◆ **EXERCISE DESCRIPTION**
Return the following from the records below: each line, word for word, starting with the line that contains "label on jug" and going on through the line that contains "stone floor tile", with nothing outside that range.

*** DATA UNDER STUDY ***

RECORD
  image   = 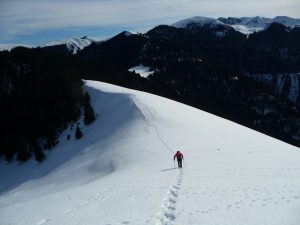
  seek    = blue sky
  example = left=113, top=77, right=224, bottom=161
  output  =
left=0, top=0, right=299, bottom=45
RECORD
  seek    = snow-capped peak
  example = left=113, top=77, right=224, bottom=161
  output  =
left=42, top=36, right=99, bottom=54
left=172, top=16, right=225, bottom=28
left=122, top=31, right=137, bottom=37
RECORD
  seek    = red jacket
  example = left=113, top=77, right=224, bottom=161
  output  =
left=174, top=152, right=183, bottom=160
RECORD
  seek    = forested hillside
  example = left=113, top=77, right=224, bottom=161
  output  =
left=0, top=47, right=94, bottom=161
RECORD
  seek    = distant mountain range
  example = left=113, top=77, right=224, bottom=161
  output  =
left=41, top=16, right=300, bottom=54
left=0, top=36, right=101, bottom=54
left=1, top=16, right=299, bottom=53
left=173, top=16, right=300, bottom=34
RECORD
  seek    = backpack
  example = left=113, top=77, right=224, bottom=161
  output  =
left=176, top=152, right=183, bottom=160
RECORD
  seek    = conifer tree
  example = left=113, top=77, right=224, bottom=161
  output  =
left=33, top=144, right=45, bottom=162
left=75, top=126, right=82, bottom=139
left=84, top=104, right=96, bottom=125
left=83, top=92, right=96, bottom=125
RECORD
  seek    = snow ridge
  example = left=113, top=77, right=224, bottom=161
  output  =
left=134, top=97, right=175, bottom=154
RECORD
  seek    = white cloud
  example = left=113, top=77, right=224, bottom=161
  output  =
left=0, top=0, right=299, bottom=40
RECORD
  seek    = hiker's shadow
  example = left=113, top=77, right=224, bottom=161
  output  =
left=161, top=167, right=178, bottom=171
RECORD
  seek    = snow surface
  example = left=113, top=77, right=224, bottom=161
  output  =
left=129, top=65, right=154, bottom=78
left=1, top=80, right=300, bottom=225
left=229, top=24, right=263, bottom=35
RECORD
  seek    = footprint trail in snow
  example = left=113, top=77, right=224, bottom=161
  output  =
left=156, top=168, right=183, bottom=225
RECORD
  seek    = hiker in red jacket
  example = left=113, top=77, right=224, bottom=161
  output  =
left=174, top=151, right=184, bottom=168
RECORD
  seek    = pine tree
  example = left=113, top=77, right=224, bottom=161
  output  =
left=34, top=146, right=45, bottom=162
left=75, top=126, right=82, bottom=139
left=84, top=104, right=96, bottom=125
left=30, top=140, right=45, bottom=162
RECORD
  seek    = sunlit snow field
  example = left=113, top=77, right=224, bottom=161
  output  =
left=1, top=80, right=300, bottom=225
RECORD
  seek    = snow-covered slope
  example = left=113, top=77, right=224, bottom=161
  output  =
left=128, top=64, right=154, bottom=78
left=1, top=80, right=300, bottom=225
left=228, top=16, right=272, bottom=34
left=43, top=36, right=98, bottom=54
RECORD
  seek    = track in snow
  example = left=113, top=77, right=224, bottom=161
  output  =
left=156, top=168, right=183, bottom=225
left=133, top=97, right=175, bottom=155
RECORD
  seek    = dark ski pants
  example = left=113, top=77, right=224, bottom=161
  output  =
left=177, top=159, right=182, bottom=168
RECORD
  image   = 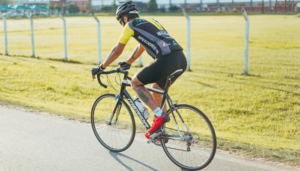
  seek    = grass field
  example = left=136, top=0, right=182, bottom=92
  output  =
left=0, top=15, right=300, bottom=166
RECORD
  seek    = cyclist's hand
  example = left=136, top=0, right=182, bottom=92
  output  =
left=91, top=66, right=101, bottom=80
left=118, top=61, right=131, bottom=70
left=91, top=64, right=106, bottom=80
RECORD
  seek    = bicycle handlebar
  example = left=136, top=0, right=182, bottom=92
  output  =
left=95, top=68, right=128, bottom=88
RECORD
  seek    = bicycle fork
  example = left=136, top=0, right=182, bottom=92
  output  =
left=108, top=99, right=122, bottom=125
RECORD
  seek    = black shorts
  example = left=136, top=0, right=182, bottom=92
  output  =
left=136, top=50, right=187, bottom=90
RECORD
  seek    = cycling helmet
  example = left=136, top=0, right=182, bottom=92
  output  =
left=116, top=1, right=139, bottom=21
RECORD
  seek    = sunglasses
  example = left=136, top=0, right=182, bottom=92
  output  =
left=119, top=19, right=124, bottom=25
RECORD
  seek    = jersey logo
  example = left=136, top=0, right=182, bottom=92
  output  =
left=138, top=36, right=159, bottom=54
left=136, top=19, right=145, bottom=23
left=136, top=19, right=147, bottom=26
left=162, top=43, right=171, bottom=47
left=157, top=31, right=169, bottom=36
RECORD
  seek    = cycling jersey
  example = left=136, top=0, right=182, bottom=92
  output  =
left=118, top=18, right=183, bottom=59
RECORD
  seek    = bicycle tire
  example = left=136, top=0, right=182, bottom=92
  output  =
left=161, top=104, right=217, bottom=170
left=91, top=93, right=136, bottom=152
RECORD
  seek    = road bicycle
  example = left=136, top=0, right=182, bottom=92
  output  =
left=91, top=66, right=217, bottom=170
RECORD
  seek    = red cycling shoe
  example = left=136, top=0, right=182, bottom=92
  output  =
left=145, top=113, right=170, bottom=139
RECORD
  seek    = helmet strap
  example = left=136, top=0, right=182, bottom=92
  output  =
left=120, top=18, right=125, bottom=25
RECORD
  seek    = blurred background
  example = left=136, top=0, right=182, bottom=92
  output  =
left=0, top=0, right=299, bottom=167
left=0, top=0, right=299, bottom=16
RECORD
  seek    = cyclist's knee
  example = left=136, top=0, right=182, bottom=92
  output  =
left=131, top=76, right=144, bottom=91
left=152, top=83, right=163, bottom=90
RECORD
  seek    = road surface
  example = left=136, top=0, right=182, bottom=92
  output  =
left=0, top=106, right=296, bottom=171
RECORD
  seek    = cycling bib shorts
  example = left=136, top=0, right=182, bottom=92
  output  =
left=137, top=51, right=187, bottom=89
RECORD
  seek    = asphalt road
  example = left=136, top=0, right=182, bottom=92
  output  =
left=0, top=106, right=296, bottom=171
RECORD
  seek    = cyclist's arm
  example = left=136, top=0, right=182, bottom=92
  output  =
left=101, top=43, right=126, bottom=68
left=126, top=44, right=145, bottom=65
left=102, top=24, right=134, bottom=68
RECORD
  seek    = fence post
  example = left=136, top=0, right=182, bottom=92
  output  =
left=138, top=55, right=142, bottom=67
left=59, top=13, right=68, bottom=62
left=92, top=13, right=102, bottom=64
left=182, top=9, right=191, bottom=71
left=26, top=13, right=35, bottom=58
left=0, top=12, right=8, bottom=55
left=242, top=9, right=249, bottom=75
left=200, top=0, right=203, bottom=11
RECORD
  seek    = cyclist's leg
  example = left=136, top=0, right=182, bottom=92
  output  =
left=133, top=51, right=187, bottom=136
left=131, top=76, right=160, bottom=111
left=152, top=83, right=167, bottom=127
left=133, top=50, right=187, bottom=113
left=153, top=65, right=186, bottom=127
left=152, top=83, right=167, bottom=112
left=153, top=50, right=187, bottom=112
left=131, top=59, right=167, bottom=113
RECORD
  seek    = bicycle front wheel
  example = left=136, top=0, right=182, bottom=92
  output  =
left=161, top=104, right=216, bottom=170
left=91, top=93, right=136, bottom=152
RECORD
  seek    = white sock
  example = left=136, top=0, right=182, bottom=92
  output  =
left=153, top=107, right=164, bottom=117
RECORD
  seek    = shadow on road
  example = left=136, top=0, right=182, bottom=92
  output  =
left=109, top=151, right=158, bottom=171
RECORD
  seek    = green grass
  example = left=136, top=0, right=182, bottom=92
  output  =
left=0, top=15, right=299, bottom=166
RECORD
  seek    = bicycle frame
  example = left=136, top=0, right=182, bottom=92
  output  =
left=107, top=71, right=195, bottom=142
left=93, top=68, right=216, bottom=170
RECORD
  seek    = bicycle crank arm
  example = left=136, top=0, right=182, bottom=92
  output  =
left=147, top=132, right=162, bottom=144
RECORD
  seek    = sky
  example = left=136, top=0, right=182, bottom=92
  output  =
left=91, top=0, right=276, bottom=6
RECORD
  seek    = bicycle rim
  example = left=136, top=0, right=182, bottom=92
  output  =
left=91, top=93, right=136, bottom=152
left=161, top=104, right=217, bottom=170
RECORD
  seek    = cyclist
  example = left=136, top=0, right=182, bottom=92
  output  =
left=92, top=1, right=187, bottom=139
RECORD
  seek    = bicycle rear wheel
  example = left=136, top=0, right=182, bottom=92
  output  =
left=91, top=93, right=136, bottom=152
left=161, top=104, right=216, bottom=170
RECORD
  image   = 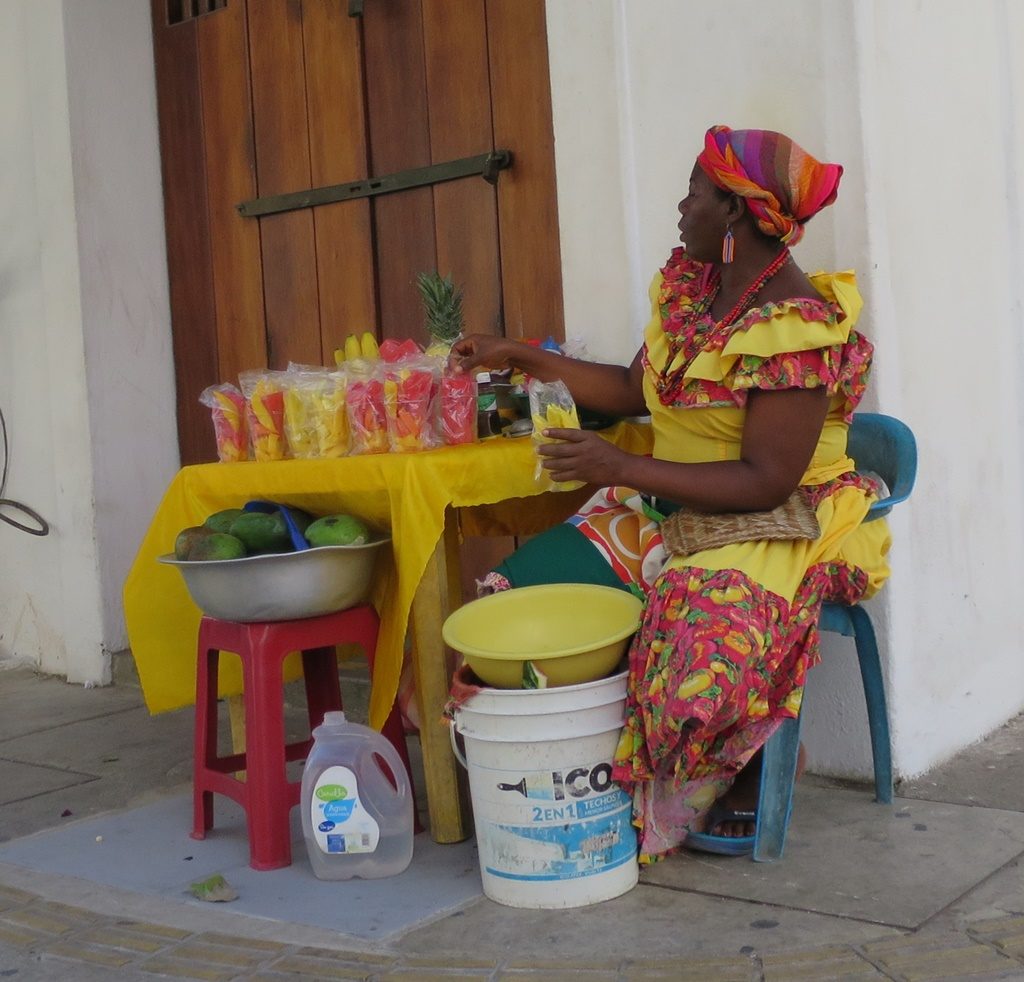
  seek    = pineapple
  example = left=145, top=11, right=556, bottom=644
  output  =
left=416, top=271, right=464, bottom=355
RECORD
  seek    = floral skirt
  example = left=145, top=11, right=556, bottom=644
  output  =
left=485, top=477, right=891, bottom=860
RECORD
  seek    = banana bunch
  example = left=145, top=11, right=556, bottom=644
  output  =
left=334, top=331, right=380, bottom=367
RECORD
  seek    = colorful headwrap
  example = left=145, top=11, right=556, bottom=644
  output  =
left=697, top=125, right=843, bottom=246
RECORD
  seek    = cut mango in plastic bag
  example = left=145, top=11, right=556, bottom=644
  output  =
left=531, top=400, right=583, bottom=491
left=531, top=402, right=580, bottom=435
left=314, top=381, right=349, bottom=457
left=283, top=387, right=319, bottom=459
left=208, top=388, right=246, bottom=462
left=248, top=382, right=287, bottom=462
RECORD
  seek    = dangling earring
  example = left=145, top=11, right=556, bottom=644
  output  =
left=721, top=225, right=735, bottom=264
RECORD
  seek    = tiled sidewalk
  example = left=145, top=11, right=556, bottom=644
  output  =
left=3, top=881, right=1024, bottom=980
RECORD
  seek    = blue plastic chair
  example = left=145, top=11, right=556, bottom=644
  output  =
left=750, top=413, right=917, bottom=861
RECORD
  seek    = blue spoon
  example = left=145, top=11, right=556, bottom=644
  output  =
left=242, top=500, right=310, bottom=551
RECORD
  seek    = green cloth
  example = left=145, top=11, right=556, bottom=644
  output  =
left=493, top=522, right=631, bottom=592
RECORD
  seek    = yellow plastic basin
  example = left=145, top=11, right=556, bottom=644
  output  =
left=441, top=583, right=643, bottom=688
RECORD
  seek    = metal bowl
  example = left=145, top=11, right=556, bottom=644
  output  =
left=158, top=538, right=390, bottom=623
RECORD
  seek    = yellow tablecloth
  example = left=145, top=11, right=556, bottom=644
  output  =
left=123, top=423, right=653, bottom=729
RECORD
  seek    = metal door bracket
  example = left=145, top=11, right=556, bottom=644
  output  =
left=237, top=149, right=513, bottom=219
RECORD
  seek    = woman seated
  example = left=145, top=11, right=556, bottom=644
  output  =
left=447, top=125, right=891, bottom=862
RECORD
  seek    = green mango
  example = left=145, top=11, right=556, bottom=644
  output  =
left=188, top=532, right=246, bottom=561
left=305, top=514, right=370, bottom=547
left=228, top=511, right=292, bottom=553
left=174, top=525, right=215, bottom=561
left=203, top=508, right=246, bottom=534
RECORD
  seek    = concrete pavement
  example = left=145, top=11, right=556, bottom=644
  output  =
left=2, top=663, right=1024, bottom=981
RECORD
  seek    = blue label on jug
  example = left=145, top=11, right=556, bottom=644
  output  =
left=310, top=765, right=380, bottom=856
left=323, top=799, right=356, bottom=822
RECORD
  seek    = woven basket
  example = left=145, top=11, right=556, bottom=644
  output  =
left=660, top=490, right=821, bottom=557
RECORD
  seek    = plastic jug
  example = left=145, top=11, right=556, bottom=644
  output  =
left=300, top=711, right=414, bottom=880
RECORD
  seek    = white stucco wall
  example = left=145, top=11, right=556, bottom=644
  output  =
left=547, top=0, right=1024, bottom=780
left=0, top=0, right=176, bottom=681
left=63, top=0, right=179, bottom=653
left=848, top=0, right=1024, bottom=778
left=0, top=2, right=101, bottom=679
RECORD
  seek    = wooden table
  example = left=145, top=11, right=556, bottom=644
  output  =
left=123, top=423, right=652, bottom=843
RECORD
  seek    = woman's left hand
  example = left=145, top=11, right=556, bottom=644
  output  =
left=537, top=428, right=630, bottom=486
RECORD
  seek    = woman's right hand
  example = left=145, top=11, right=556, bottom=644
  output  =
left=447, top=334, right=520, bottom=375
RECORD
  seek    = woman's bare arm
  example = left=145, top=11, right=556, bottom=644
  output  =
left=448, top=335, right=648, bottom=418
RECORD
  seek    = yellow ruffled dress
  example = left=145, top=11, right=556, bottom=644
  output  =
left=568, top=249, right=891, bottom=859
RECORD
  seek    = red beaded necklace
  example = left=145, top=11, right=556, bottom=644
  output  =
left=656, top=247, right=791, bottom=403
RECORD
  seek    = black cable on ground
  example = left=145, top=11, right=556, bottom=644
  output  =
left=0, top=404, right=50, bottom=536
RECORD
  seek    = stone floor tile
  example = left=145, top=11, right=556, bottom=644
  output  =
left=271, top=953, right=378, bottom=979
left=493, top=971, right=618, bottom=982
left=970, top=915, right=1024, bottom=935
left=0, top=920, right=48, bottom=949
left=34, top=897, right=104, bottom=921
left=136, top=955, right=241, bottom=981
left=621, top=954, right=754, bottom=980
left=109, top=919, right=193, bottom=940
left=401, top=952, right=499, bottom=969
left=44, top=939, right=136, bottom=968
left=0, top=883, right=35, bottom=910
left=862, top=934, right=966, bottom=956
left=77, top=923, right=178, bottom=953
left=295, top=945, right=396, bottom=964
left=762, top=943, right=885, bottom=979
left=621, top=972, right=750, bottom=982
left=381, top=973, right=494, bottom=982
left=0, top=903, right=84, bottom=935
left=0, top=757, right=96, bottom=806
left=969, top=914, right=1024, bottom=955
left=867, top=940, right=1018, bottom=981
left=170, top=939, right=271, bottom=968
left=194, top=930, right=288, bottom=953
left=503, top=955, right=616, bottom=971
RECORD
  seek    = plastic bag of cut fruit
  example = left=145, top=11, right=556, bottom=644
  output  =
left=383, top=358, right=440, bottom=453
left=438, top=369, right=477, bottom=446
left=281, top=368, right=326, bottom=459
left=346, top=367, right=389, bottom=455
left=281, top=363, right=350, bottom=459
left=199, top=383, right=248, bottom=463
left=239, top=370, right=290, bottom=462
left=314, top=372, right=349, bottom=458
left=528, top=378, right=583, bottom=492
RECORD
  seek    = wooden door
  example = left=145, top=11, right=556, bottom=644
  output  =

*** End of DATA UNDER STUDY ***

◆ **PROBLEM SOLUTION**
  seek    = blue label on jug
  example = left=145, top=11, right=556, bottom=644
  output  =
left=310, top=765, right=380, bottom=856
left=323, top=799, right=356, bottom=822
RECORD
  seek    = woven basket
  example = left=145, top=11, right=556, bottom=644
  output  =
left=660, top=490, right=821, bottom=557
RECORD
  seek    = plastic jug
  example = left=145, top=11, right=556, bottom=644
  output  =
left=300, top=711, right=414, bottom=880
RECORD
  seek    = white stucco wall
  example = left=145, top=11, right=556, bottom=644
  output  =
left=547, top=0, right=1024, bottom=780
left=0, top=0, right=176, bottom=681
left=63, top=0, right=179, bottom=653
left=848, top=0, right=1024, bottom=778
left=0, top=2, right=101, bottom=679
RECORD
  seek    = wooden table
  example = left=145, top=11, right=556, bottom=644
  output  =
left=123, top=423, right=652, bottom=843
RECORD
  seek    = woman's left hand
  example = left=145, top=11, right=556, bottom=644
  output  =
left=537, top=428, right=630, bottom=486
RECORD
  seek    = woman's right hand
  example = left=145, top=11, right=556, bottom=644
  output  =
left=447, top=334, right=520, bottom=375
RECORD
  seek    = woman's bare arm
  example = left=145, top=11, right=556, bottom=644
  output  =
left=448, top=335, right=648, bottom=418
RECORD
  seek    = yellow ruffled dress
  example = left=145, top=11, right=556, bottom=644
  output  =
left=568, top=249, right=891, bottom=859
RECORD
  seek    = red beaded necklace
  example = left=145, top=11, right=556, bottom=644
  output  =
left=656, top=247, right=791, bottom=403
RECORD
  seek    = black cable on ground
  example = left=145, top=11, right=556, bottom=644
  output  =
left=0, top=404, right=50, bottom=536
RECORD
  seek    = stone floor tile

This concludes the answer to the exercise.